(What is required): Rewrite part of the records below as a JSON list of strings, one string per line and no blank lines. Begin at the line that contains "For the evaluation set, indicate each instance of the person on" and continue through the last line of the records.

■ ■ ■ ■ ■

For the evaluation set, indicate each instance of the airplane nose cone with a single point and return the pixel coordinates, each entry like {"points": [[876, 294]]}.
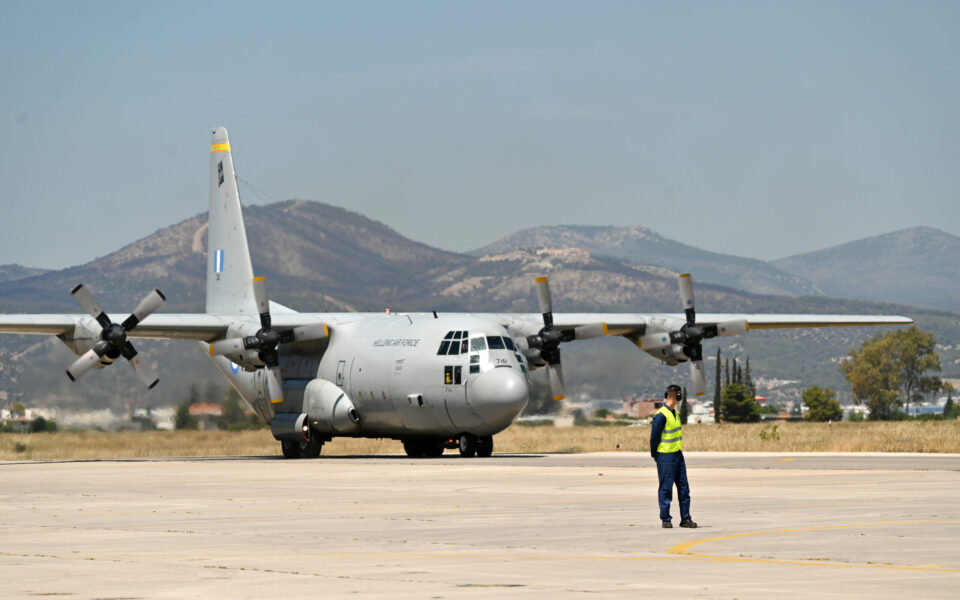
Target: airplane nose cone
{"points": [[498, 396]]}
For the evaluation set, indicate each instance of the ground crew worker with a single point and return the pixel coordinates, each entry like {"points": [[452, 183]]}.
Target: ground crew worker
{"points": [[666, 441]]}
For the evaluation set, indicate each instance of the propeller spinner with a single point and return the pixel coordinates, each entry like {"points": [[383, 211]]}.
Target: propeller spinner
{"points": [[113, 337]]}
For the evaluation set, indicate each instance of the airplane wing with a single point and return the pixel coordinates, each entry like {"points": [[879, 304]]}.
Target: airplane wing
{"points": [[200, 327], [634, 324]]}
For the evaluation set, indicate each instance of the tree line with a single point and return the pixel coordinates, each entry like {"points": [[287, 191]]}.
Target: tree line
{"points": [[886, 373]]}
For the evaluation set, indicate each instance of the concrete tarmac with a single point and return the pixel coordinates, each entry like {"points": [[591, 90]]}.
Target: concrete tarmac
{"points": [[524, 526]]}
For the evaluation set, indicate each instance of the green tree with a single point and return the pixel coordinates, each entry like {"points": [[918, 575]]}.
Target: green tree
{"points": [[917, 354], [684, 407], [822, 404], [716, 390], [41, 425], [950, 409], [738, 405], [890, 368]]}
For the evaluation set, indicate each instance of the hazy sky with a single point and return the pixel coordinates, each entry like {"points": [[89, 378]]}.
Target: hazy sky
{"points": [[759, 129]]}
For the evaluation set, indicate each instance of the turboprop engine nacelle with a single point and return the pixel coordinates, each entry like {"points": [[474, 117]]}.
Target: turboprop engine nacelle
{"points": [[82, 337], [329, 407]]}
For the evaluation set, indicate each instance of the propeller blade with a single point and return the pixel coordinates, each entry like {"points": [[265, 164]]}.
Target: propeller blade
{"points": [[699, 379], [87, 361], [144, 371], [85, 299], [592, 330], [555, 373], [227, 347], [732, 327], [274, 385], [686, 296], [546, 302], [654, 341], [262, 299], [149, 304]]}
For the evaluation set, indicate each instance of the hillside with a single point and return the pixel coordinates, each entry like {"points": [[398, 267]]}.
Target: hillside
{"points": [[322, 258], [918, 266], [14, 272], [641, 245]]}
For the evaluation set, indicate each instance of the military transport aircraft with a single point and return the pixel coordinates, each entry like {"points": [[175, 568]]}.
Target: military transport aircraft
{"points": [[432, 381]]}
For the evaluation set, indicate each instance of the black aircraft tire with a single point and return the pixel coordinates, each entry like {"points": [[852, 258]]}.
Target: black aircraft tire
{"points": [[433, 449], [413, 448], [485, 446], [290, 449], [310, 449], [468, 445]]}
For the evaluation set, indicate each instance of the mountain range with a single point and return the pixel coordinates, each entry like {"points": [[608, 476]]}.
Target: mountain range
{"points": [[318, 257]]}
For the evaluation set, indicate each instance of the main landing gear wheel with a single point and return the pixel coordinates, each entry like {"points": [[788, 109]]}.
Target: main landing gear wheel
{"points": [[414, 448], [468, 445], [290, 449], [310, 448], [485, 446]]}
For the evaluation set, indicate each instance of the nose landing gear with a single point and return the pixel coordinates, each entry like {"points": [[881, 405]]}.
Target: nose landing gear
{"points": [[471, 445]]}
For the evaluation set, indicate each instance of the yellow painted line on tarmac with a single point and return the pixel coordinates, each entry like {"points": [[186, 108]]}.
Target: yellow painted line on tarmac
{"points": [[684, 548]]}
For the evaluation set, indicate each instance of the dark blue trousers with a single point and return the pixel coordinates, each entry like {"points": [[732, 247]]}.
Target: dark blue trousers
{"points": [[671, 469]]}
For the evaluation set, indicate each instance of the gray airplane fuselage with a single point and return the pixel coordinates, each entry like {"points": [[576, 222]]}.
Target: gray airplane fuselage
{"points": [[392, 372]]}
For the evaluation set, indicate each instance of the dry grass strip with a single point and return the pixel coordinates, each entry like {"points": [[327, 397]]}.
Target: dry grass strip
{"points": [[931, 436]]}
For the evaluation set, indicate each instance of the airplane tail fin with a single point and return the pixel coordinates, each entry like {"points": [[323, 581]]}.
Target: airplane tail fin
{"points": [[229, 270]]}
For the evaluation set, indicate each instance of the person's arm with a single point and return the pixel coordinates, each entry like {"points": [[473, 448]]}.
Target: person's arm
{"points": [[656, 431]]}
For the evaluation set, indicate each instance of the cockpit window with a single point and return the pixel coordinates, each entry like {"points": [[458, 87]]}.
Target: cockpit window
{"points": [[495, 342]]}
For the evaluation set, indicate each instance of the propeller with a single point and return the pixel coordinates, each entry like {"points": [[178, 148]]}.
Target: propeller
{"points": [[548, 340], [691, 335], [113, 337], [266, 340]]}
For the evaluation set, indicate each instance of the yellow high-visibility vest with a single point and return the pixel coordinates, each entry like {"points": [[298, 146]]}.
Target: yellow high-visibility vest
{"points": [[672, 438]]}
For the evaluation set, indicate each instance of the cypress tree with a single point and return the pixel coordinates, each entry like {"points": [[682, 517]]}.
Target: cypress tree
{"points": [[716, 391], [684, 407]]}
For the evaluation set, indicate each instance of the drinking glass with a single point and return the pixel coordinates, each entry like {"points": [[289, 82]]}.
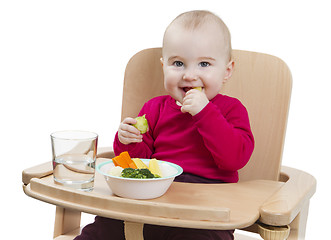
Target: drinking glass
{"points": [[74, 155]]}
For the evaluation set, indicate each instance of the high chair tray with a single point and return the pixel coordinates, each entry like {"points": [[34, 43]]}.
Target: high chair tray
{"points": [[204, 206]]}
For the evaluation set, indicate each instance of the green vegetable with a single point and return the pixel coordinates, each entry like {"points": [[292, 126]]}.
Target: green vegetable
{"points": [[138, 173]]}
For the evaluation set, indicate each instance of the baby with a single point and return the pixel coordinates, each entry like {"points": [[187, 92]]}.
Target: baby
{"points": [[208, 134]]}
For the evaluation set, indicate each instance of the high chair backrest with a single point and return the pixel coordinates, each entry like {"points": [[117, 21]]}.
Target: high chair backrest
{"points": [[261, 82]]}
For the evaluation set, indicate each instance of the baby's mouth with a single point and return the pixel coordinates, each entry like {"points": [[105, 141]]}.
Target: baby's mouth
{"points": [[186, 89]]}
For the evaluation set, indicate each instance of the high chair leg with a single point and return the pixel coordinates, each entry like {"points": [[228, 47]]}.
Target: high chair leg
{"points": [[133, 231], [298, 225], [66, 220]]}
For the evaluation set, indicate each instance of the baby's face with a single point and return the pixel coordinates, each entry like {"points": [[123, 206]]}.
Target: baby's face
{"points": [[194, 58]]}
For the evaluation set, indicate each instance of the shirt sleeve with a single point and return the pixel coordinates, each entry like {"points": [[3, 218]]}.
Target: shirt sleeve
{"points": [[226, 134]]}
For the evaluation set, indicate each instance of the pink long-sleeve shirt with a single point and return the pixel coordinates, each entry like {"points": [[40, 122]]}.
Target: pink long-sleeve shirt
{"points": [[215, 143]]}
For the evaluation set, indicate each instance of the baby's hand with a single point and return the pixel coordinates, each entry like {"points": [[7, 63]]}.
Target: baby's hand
{"points": [[194, 101], [127, 133]]}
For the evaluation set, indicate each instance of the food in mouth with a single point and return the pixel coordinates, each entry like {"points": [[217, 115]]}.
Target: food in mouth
{"points": [[186, 89]]}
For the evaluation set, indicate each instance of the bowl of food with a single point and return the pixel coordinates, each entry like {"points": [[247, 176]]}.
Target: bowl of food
{"points": [[150, 179]]}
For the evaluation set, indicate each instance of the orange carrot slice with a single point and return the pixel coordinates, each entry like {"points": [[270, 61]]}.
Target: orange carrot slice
{"points": [[126, 157]]}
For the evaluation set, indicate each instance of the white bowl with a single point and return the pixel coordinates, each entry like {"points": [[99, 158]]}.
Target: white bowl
{"points": [[140, 188]]}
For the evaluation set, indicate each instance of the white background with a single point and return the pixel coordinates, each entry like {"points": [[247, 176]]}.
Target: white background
{"points": [[62, 65]]}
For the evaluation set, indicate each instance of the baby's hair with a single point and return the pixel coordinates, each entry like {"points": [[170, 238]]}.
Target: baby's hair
{"points": [[194, 19]]}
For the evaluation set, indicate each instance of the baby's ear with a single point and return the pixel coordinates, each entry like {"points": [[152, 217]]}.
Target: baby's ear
{"points": [[228, 71]]}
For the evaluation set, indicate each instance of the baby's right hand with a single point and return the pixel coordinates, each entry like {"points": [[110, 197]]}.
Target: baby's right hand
{"points": [[127, 133]]}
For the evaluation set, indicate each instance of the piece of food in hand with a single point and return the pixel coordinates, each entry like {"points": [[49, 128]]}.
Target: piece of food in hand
{"points": [[124, 160], [140, 164], [116, 171], [142, 124], [154, 167], [138, 173]]}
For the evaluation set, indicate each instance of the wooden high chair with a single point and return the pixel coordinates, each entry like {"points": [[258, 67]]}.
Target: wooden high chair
{"points": [[267, 194]]}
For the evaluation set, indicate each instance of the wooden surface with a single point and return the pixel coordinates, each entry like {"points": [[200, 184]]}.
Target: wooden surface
{"points": [[184, 204]]}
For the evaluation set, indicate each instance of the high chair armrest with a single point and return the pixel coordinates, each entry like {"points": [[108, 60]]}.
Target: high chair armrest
{"points": [[283, 206], [105, 152]]}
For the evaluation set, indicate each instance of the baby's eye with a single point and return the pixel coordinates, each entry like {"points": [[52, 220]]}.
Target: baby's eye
{"points": [[178, 63], [204, 64]]}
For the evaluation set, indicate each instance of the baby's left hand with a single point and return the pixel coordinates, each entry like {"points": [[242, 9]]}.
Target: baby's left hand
{"points": [[194, 101]]}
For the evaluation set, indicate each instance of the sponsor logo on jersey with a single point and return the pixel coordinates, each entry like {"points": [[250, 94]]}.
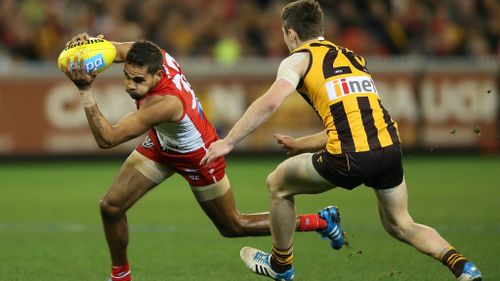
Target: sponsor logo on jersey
{"points": [[148, 143], [350, 85]]}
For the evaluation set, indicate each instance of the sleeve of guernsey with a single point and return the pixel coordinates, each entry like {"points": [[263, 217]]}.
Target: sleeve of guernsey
{"points": [[292, 68]]}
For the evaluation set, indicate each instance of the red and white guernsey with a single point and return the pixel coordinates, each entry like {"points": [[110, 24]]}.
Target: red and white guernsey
{"points": [[192, 131], [181, 145]]}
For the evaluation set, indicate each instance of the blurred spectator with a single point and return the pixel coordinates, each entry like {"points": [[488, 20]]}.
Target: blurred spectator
{"points": [[36, 30]]}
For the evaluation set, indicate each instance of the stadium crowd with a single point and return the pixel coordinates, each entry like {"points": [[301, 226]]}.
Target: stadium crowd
{"points": [[36, 30]]}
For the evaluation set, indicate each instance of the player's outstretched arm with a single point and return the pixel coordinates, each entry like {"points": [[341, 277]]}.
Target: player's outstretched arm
{"points": [[295, 146], [154, 110]]}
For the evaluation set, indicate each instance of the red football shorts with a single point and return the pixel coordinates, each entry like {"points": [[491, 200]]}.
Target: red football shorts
{"points": [[185, 164]]}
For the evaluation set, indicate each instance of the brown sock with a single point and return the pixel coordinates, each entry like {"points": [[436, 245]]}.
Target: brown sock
{"points": [[281, 260], [454, 261]]}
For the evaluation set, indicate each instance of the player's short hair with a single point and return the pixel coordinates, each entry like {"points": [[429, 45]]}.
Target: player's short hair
{"points": [[305, 17], [145, 53]]}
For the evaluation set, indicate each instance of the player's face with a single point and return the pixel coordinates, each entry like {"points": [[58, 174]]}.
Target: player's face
{"points": [[138, 81]]}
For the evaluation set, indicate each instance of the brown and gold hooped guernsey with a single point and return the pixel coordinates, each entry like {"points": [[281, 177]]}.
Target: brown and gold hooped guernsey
{"points": [[341, 90]]}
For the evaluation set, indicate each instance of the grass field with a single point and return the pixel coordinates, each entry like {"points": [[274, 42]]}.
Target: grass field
{"points": [[50, 226]]}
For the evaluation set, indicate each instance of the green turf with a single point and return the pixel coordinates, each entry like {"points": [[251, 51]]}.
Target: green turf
{"points": [[50, 226]]}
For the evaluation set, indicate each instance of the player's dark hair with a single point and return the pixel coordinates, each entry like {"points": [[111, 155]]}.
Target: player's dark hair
{"points": [[305, 17], [145, 53]]}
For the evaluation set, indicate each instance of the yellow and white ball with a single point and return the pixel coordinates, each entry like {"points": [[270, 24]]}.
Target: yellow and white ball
{"points": [[97, 54]]}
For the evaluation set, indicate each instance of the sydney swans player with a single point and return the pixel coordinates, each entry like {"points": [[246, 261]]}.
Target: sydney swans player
{"points": [[178, 134]]}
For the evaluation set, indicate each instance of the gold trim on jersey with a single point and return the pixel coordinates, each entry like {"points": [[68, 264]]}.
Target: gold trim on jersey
{"points": [[341, 90]]}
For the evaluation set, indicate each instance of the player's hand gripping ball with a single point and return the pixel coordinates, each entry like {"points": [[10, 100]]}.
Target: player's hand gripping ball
{"points": [[97, 53]]}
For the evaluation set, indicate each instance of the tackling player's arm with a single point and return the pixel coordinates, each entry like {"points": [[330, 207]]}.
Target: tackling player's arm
{"points": [[295, 146], [289, 74]]}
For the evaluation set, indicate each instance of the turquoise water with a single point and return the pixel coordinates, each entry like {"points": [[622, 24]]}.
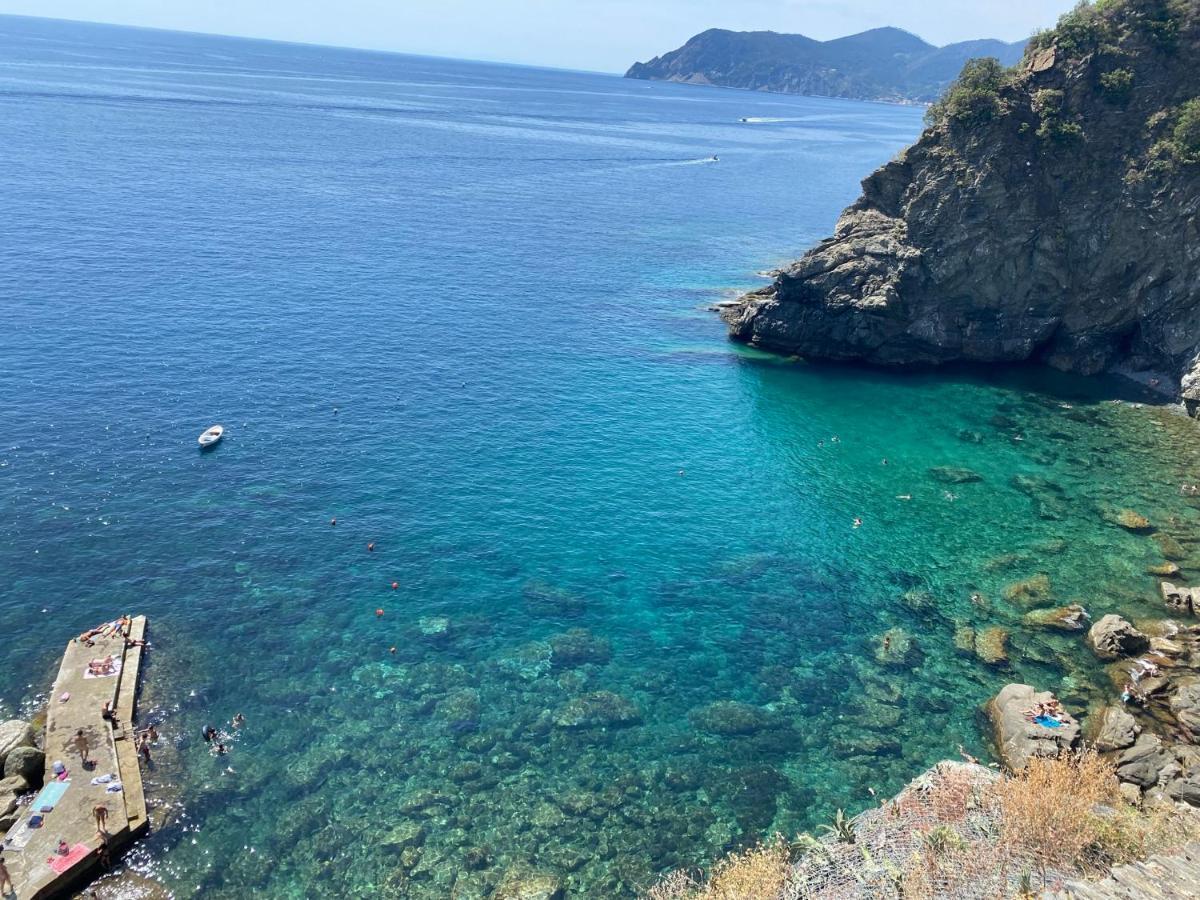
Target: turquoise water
{"points": [[462, 309]]}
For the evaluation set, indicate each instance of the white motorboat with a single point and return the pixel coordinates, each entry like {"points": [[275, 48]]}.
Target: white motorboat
{"points": [[211, 437]]}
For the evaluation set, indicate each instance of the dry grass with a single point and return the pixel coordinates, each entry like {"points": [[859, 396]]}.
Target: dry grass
{"points": [[958, 833], [755, 874], [1048, 811]]}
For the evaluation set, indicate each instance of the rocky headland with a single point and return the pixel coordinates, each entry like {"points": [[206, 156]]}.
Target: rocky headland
{"points": [[1047, 214], [882, 64]]}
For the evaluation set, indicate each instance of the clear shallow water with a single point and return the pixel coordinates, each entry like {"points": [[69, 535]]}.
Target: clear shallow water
{"points": [[460, 307]]}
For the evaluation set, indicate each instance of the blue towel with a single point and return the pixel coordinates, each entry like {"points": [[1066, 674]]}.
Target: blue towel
{"points": [[49, 796]]}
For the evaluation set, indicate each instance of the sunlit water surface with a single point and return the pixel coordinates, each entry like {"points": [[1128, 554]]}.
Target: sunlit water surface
{"points": [[461, 309]]}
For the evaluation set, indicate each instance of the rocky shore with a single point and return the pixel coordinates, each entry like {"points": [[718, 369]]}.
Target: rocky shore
{"points": [[1048, 214], [23, 766]]}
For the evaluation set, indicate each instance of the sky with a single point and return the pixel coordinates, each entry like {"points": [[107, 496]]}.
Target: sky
{"points": [[597, 35]]}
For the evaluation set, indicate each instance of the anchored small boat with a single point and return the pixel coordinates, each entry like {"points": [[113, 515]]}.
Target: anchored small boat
{"points": [[211, 437]]}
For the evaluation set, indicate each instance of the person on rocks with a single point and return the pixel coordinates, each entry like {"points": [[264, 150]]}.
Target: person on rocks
{"points": [[81, 743]]}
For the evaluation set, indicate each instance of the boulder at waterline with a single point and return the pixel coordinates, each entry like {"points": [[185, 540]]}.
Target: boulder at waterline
{"points": [[1113, 637], [1143, 762], [15, 733], [1017, 738], [1113, 729], [25, 762]]}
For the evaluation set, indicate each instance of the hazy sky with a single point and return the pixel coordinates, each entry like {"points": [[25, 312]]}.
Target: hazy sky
{"points": [[603, 35]]}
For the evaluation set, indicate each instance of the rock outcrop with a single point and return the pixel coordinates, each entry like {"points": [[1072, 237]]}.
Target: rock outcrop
{"points": [[881, 64], [1017, 738], [1049, 214], [1113, 637]]}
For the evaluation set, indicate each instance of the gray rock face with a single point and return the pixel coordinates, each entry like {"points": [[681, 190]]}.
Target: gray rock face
{"points": [[1116, 731], [1143, 762], [1019, 739], [1113, 637], [25, 762], [15, 733], [1009, 239], [1186, 706], [1177, 599]]}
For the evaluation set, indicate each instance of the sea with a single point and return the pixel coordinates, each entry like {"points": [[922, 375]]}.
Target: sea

■ ■ ■ ■ ■

(Solution below):
[
  "For the evaluation set, indicate each instance of the person on rocks with a single point and return the pixel coordinates, each entry like {\"points\": [[264, 150]]}.",
  "Target: person on rocks",
  "{\"points\": [[81, 743]]}",
  "For the evaluation set, indicate each instance of the boulder at waterline with a single point and return the pixel coordinates, each entry like {\"points\": [[185, 540]]}.",
  "Target: boulder at waterline",
  "{\"points\": [[1113, 637], [1143, 762], [15, 733], [1017, 738], [1113, 729], [25, 762]]}",
  "For the evaluation set, indicate each instance of the hazy sky with a single point and return the pixel coordinates, each entry like {\"points\": [[25, 312]]}.",
  "Target: hazy sky",
  "{\"points\": [[603, 35]]}",
  "For the evaluation set, indicate each instance of the rock outcrop with a single point and return the pixel coordinates, each entry like {\"points\": [[1072, 237]]}.",
  "Target: rock outcrop",
  "{\"points\": [[881, 64], [1017, 738], [1049, 214], [1113, 637]]}",
  "For the evaluation set, indicate each instance of the gray rock face with a single point and return the pixel coordinates, each entry like {\"points\": [[681, 190]]}.",
  "Target: gray rock face",
  "{\"points\": [[1116, 731], [1143, 762], [1019, 739], [1113, 637], [25, 762], [15, 733], [1009, 239], [1186, 706], [1177, 599]]}",
  "For the evaluation set, indicate each instance of the sea with a single point and return the pixel coordinates, each entry like {\"points\": [[922, 375]]}.",
  "Target: sea"
]